* [Requirement]
Return every one of the following items verbatim, reproducing each line without alteration.

Coordinate annotation records:
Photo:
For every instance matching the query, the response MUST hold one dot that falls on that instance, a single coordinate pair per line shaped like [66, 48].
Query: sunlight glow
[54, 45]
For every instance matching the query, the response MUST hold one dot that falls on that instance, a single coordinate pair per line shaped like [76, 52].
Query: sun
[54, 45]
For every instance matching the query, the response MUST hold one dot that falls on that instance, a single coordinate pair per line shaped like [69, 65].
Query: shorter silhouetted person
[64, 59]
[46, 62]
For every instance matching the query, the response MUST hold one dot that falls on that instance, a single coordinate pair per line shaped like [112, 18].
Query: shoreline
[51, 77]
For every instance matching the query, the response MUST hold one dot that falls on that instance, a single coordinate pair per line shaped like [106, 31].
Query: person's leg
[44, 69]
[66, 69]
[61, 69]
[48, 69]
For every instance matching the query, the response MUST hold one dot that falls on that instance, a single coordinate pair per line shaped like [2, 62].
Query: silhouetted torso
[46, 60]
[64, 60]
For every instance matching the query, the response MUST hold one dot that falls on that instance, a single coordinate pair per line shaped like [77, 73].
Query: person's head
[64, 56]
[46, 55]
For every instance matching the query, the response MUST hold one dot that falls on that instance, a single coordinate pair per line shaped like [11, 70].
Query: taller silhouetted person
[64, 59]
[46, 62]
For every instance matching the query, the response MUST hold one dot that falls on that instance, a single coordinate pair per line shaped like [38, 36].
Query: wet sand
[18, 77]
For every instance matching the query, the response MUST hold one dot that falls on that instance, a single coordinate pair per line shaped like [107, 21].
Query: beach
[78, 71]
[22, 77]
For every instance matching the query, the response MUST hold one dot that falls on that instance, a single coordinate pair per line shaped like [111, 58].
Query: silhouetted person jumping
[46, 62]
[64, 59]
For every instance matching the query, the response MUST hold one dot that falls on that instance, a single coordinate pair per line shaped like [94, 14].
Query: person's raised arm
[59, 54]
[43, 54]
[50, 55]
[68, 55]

* [Answer to this problem]
Photo:
For every instance matching the query, the response MUST hold one dot that falls on that instance, a single coordinate pair per line shaped like [66, 48].
Query: sunlight glow
[54, 45]
For every instance matching the query, the response MUST hold one dot that falls on that instance, a single coordinate pair per line shaped like [76, 52].
Query: sun
[54, 45]
For every instance matching the query, the response MUST hold one dot that falls on that instance, a single coordinate pair per line shaped like [69, 65].
Query: shorter silhouetted person
[64, 59]
[46, 62]
For every instance matching the query, the response MUST hold one dot that falls on that instance, a single coordinate pair per line shaped like [112, 18].
Query: shoreline
[51, 77]
For every instance matching the query, the response MUST hold one dot that falls on that instance, a single coordinate pair per line shaped like [106, 31].
Query: person's leg
[44, 69]
[66, 69]
[61, 69]
[48, 69]
For every instance matching the query, the response MUST hold one dot that falls on that instance, a single coordinate pair per line shaped like [2, 62].
Query: silhouetted torso
[46, 60]
[64, 60]
For every instance matching the query, the response MUST hold one dot that falls on that instance, a single coordinate pair per line shaped like [77, 73].
Query: person's head
[64, 56]
[46, 55]
For every instance matching the query, the response MUST hold one dot that falls on that instance, a single coordinate pair per line shaped like [11, 70].
Query: taller silhouetted person
[64, 59]
[46, 62]
For every instance matching the query, the response MUST hold one dot that falls on that instance, a single coordinate pair per line shaped like [38, 36].
Query: wet sand
[18, 77]
For every instance matching the query, the response MUST hold one dot that falls on that instance, a single coordinate pair per line shaped like [107, 21].
Query: beach
[78, 71]
[22, 77]
For every instance matching the query, the response MUST hold one dot that falls on that instance, a single coordinate pair per line shaped like [111, 58].
Query: silhouetted person jumping
[46, 62]
[64, 59]
For every instance matching the query, the response MUST hold one dot that falls on that instance, a single coordinate pair per line shaped like [94, 14].
Query: person's raised arm
[59, 54]
[43, 54]
[50, 55]
[68, 55]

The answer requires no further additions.